■ **Document extract**
That could well be (and hopefully is) the case! As I said, I have a very limited knowledge of watch repairs. I probably should've posted a photo like that in the first place!

The reason I thought that wasn't what happened was the nature in which it pinged off, and how little thread is protruding. I was under the impression that it had snapped off flush with the crown, but hopefully not.

If this is the case, could anyone help with what size/style crown to get?



gimli said:


> It's quite possible that the crown just unscrewed from the stem. Do you still have the crown ? Remove the stem from the movement and then try to screw the crown in and see if it works.
> 
> If this confirms you can apply a bit of loctite (watchmakers also do this) on the stem and then tigthen in the crown. Wait for it to dry and voilla, problem solved.


 Hello,

And sound's good. Unfortunately no, I lost the crown. Any ideas on how I could find out what crowns would fit? And the loctite sounds like a good idea, I have some anyway.

T Rock


----------



## gimli (Mar 24, 2016)

Wouldn't it just be easier if you took it to a watchmaker and have him fit you a crown, provided he finds one that is similar or maybe even identical to the old one. Ideally you would have to fit the diameter of the stem but also the dimensions and style of the old crown.


----------



## Rock (Mar 7, 2017)

gimli said:


> Wouldn't it just be easier if you took it to a watchmaker and have him fit you a crown, provided he finds one that is similar or maybe even identical to the old one. Ideally you would have to fit the diameter of the stem but also the dimensions and style of the old crown.


 I think that might be my plan, failing that I have a couple of eBay listings I am thinking about.


----------



## RoddyJB (May 11, 2008)

I have a gazillion crowns but would have no idea which one to send.

If you were nearby we could possibly find one to fit.

Rod


----------

■ **What is being asked**
Reproduce the portion of the watch crown forum thread starting at "And sound's good." and ending at "have some anyway.".

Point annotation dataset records
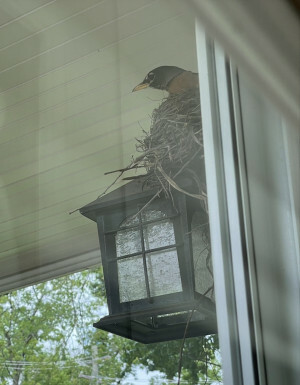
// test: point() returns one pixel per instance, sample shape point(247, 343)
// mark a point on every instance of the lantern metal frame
point(154, 318)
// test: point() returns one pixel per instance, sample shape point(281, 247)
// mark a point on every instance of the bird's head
point(159, 78)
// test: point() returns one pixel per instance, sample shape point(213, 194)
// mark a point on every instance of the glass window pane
point(128, 242)
point(163, 272)
point(159, 234)
point(132, 285)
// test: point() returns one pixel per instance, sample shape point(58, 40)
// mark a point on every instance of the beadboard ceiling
point(67, 116)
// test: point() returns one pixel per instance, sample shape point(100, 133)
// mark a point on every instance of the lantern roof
point(126, 193)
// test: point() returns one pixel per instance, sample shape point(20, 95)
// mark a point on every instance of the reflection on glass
point(204, 283)
point(128, 242)
point(163, 272)
point(132, 285)
point(159, 234)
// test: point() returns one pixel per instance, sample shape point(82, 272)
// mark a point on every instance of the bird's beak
point(140, 86)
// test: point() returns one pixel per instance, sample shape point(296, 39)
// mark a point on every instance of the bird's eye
point(150, 76)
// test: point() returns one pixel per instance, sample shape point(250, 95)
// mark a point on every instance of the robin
point(173, 79)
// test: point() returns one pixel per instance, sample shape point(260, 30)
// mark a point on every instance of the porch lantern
point(151, 278)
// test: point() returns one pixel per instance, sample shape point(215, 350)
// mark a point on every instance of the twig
point(175, 185)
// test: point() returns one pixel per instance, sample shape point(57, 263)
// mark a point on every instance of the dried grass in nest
point(174, 145)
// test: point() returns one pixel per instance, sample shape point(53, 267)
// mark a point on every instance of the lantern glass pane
point(150, 215)
point(163, 272)
point(132, 285)
point(128, 242)
point(203, 270)
point(158, 234)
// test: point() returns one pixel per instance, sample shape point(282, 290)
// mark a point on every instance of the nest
point(173, 149)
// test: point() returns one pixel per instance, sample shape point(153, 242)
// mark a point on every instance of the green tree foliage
point(46, 333)
point(46, 338)
point(199, 361)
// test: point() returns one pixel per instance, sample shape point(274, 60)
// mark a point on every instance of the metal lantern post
point(153, 281)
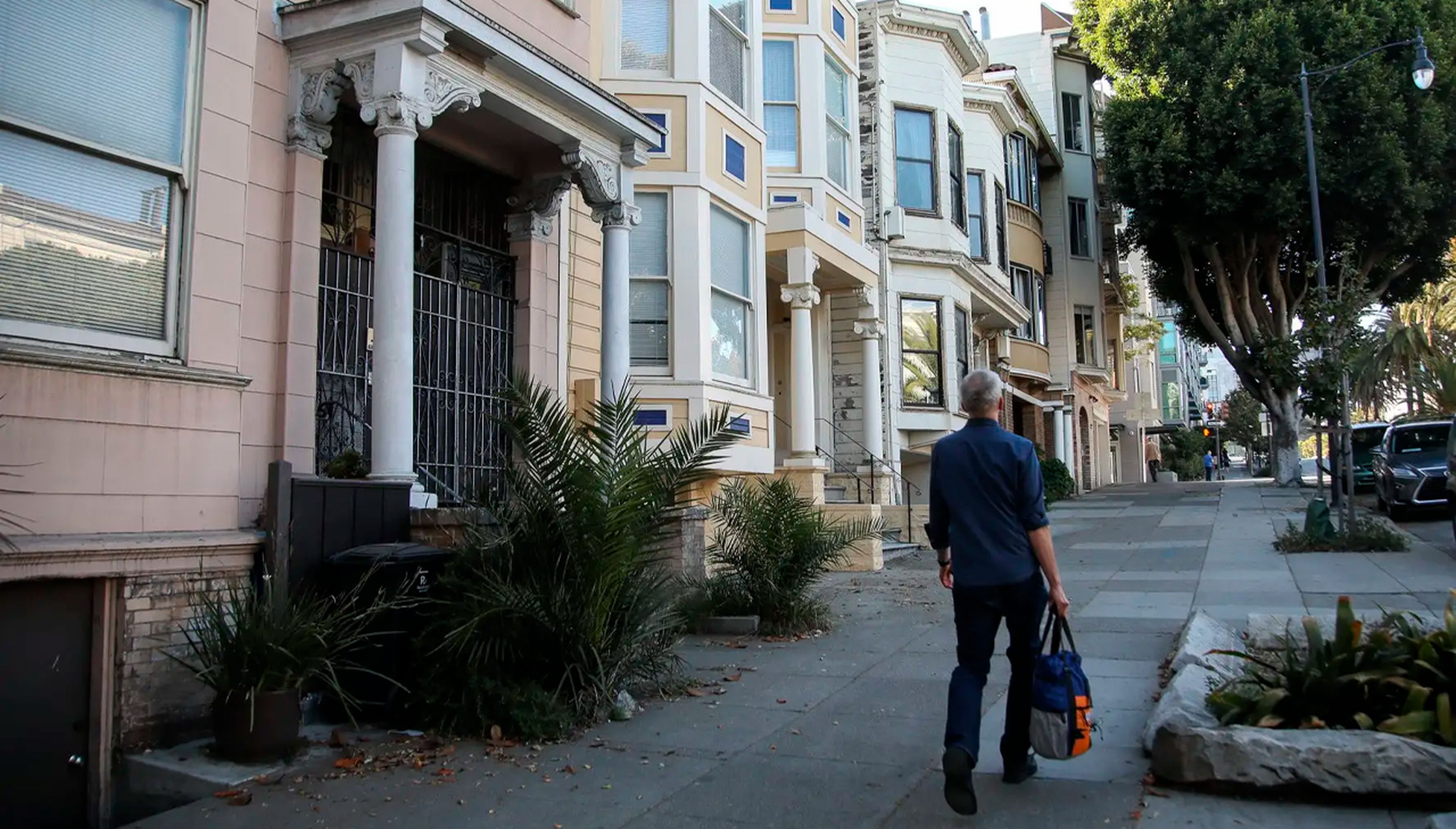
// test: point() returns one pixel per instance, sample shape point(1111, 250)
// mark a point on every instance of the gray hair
point(981, 392)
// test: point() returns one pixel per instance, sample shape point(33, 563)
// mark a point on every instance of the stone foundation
point(158, 700)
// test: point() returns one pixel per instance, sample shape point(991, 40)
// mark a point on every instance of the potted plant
point(258, 657)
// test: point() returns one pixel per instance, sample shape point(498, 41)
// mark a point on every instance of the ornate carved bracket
point(800, 294)
point(538, 205)
point(443, 92)
point(318, 95)
point(598, 177)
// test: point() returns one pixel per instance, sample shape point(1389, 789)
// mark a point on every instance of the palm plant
point(772, 547)
point(564, 600)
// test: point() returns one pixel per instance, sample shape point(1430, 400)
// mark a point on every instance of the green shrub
point(1397, 680)
point(1366, 536)
point(1056, 478)
point(771, 549)
point(563, 603)
point(238, 642)
point(347, 464)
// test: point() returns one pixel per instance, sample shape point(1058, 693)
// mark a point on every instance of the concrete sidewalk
point(845, 729)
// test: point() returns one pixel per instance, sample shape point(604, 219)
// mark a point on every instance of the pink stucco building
point(340, 222)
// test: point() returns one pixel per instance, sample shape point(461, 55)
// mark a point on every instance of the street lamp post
point(1423, 73)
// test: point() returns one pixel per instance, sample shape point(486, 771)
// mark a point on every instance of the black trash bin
point(401, 568)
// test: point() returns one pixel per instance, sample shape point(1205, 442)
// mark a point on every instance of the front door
point(46, 652)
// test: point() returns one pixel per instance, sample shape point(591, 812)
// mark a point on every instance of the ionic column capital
point(871, 329)
point(618, 214)
point(800, 294)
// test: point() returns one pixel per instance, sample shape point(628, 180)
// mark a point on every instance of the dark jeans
point(979, 613)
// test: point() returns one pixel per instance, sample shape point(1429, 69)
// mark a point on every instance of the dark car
point(1411, 466)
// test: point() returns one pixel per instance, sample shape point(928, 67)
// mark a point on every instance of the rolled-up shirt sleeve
point(938, 528)
point(1031, 501)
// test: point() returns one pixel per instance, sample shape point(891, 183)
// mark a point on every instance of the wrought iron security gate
point(464, 315)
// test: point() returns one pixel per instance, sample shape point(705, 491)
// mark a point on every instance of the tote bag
point(1061, 697)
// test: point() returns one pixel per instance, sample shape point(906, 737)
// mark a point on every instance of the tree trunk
point(1285, 424)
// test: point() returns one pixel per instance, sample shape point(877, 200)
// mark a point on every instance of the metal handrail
point(871, 456)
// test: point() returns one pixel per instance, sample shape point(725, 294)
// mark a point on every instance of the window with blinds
point(915, 159)
point(728, 49)
point(647, 34)
point(731, 294)
point(91, 193)
point(836, 102)
point(650, 288)
point(781, 113)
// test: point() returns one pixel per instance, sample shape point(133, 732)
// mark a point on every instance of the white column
point(617, 322)
point(1059, 436)
point(870, 332)
point(801, 294)
point(392, 419)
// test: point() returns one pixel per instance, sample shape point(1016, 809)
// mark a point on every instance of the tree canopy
point(1205, 143)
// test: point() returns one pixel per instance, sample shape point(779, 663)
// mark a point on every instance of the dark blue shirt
point(986, 497)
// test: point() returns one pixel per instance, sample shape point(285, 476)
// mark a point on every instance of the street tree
point(1205, 143)
point(1243, 424)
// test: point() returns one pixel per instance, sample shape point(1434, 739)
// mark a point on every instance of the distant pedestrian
point(992, 539)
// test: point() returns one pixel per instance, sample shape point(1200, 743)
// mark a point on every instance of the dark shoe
point(960, 795)
point(1020, 773)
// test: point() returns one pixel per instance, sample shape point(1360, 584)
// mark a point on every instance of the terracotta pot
point(255, 728)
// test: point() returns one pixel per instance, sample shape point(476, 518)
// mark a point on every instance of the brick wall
point(158, 700)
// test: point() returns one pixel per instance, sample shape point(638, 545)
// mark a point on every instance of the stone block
point(1202, 635)
point(1183, 704)
point(1345, 763)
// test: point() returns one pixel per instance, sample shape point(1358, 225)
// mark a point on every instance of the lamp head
point(1423, 72)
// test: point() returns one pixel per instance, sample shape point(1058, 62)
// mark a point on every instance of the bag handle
point(1057, 626)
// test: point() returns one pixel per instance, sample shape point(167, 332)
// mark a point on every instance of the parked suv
point(1410, 466)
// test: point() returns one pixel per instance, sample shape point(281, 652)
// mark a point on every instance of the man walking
point(993, 543)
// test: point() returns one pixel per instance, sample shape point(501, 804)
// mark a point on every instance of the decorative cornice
point(538, 205)
point(443, 92)
point(397, 114)
point(902, 28)
point(618, 214)
point(800, 294)
point(871, 329)
point(599, 178)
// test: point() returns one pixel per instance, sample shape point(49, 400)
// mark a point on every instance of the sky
point(1008, 17)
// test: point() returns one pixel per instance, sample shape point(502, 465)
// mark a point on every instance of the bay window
point(957, 182)
point(836, 101)
point(921, 353)
point(648, 300)
point(781, 113)
point(976, 213)
point(915, 159)
point(728, 49)
point(647, 34)
point(94, 184)
point(731, 294)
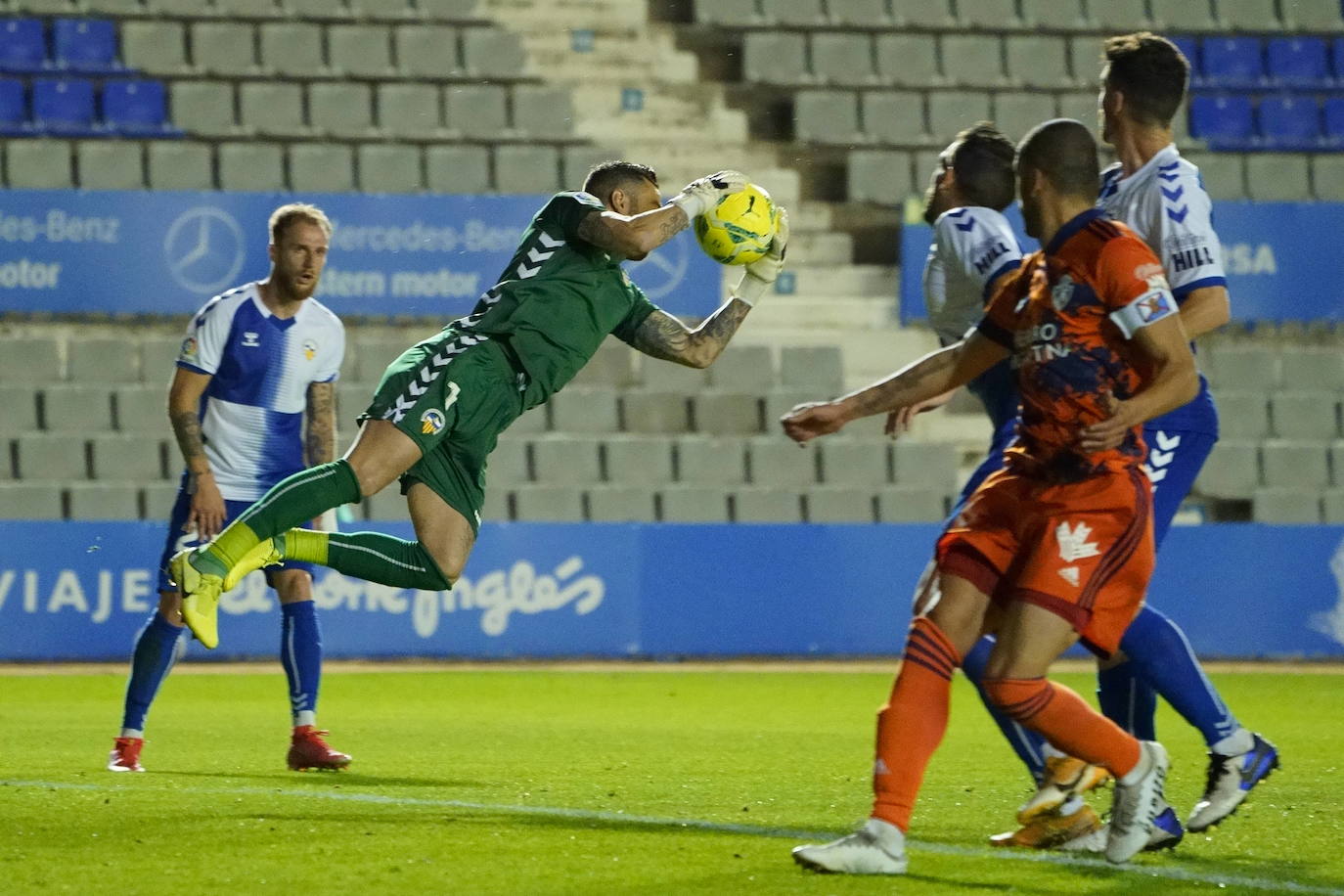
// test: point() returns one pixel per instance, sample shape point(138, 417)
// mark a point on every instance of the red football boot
point(308, 749)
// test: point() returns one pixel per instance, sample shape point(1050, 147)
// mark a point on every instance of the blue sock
point(301, 654)
point(1024, 741)
point(157, 650)
point(1128, 700)
point(1161, 655)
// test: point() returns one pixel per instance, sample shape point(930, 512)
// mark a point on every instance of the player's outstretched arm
point(927, 378)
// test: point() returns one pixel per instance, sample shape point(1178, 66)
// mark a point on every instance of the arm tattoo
point(665, 337)
point(320, 435)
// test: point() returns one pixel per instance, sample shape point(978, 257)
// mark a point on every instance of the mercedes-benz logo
point(204, 250)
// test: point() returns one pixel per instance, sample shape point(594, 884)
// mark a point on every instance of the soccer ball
point(739, 230)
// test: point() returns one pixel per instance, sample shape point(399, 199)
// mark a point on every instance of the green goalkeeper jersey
point(560, 297)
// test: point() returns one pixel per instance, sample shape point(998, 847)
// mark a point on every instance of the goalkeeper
point(441, 406)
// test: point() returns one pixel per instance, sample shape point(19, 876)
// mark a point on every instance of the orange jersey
point(1067, 315)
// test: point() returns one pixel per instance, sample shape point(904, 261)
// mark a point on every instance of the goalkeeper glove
point(704, 194)
point(765, 270)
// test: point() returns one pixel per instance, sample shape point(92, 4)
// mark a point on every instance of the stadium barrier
point(390, 255)
point(81, 591)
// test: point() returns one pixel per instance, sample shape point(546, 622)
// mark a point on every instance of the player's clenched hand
point(703, 194)
point(808, 421)
point(1110, 431)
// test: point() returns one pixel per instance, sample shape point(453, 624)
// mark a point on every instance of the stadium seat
point(1297, 61)
point(1232, 62)
point(476, 111)
point(906, 60)
point(38, 164)
point(766, 506)
point(360, 51)
point(706, 460)
point(410, 111)
point(492, 54)
point(843, 58)
point(85, 45)
point(340, 109)
point(1224, 121)
point(457, 169)
point(23, 47)
point(1039, 61)
point(175, 165)
point(521, 168)
point(636, 458)
point(826, 117)
point(775, 58)
point(972, 60)
point(1289, 122)
point(136, 109)
point(322, 168)
point(64, 107)
point(251, 166)
point(894, 115)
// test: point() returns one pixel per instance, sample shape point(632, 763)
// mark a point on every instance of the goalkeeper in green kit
point(441, 406)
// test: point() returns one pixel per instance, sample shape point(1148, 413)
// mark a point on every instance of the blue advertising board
point(82, 590)
point(1281, 259)
point(165, 252)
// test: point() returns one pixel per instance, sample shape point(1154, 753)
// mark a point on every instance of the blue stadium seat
point(22, 46)
point(1232, 62)
point(1224, 121)
point(136, 109)
point(64, 107)
point(1289, 122)
point(85, 45)
point(14, 109)
point(1297, 61)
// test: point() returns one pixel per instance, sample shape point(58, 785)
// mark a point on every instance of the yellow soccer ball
point(739, 230)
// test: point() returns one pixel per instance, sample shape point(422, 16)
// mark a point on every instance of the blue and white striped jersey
point(261, 367)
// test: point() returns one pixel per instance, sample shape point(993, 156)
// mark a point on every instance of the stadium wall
point(81, 590)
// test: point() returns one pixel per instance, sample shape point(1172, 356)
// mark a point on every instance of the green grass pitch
point(609, 781)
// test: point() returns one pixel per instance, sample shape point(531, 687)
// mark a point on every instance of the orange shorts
point(1081, 550)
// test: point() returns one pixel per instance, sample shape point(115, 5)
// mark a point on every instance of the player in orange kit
point(1058, 546)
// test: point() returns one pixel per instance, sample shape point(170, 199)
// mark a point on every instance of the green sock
point(302, 496)
point(367, 555)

■ **Right answer**
And sound's good. Unfortunately no, I lost the crown. Any ideas on how I could find out what crowns would fit? And the loctite sounds like a good idea, I have some anyway.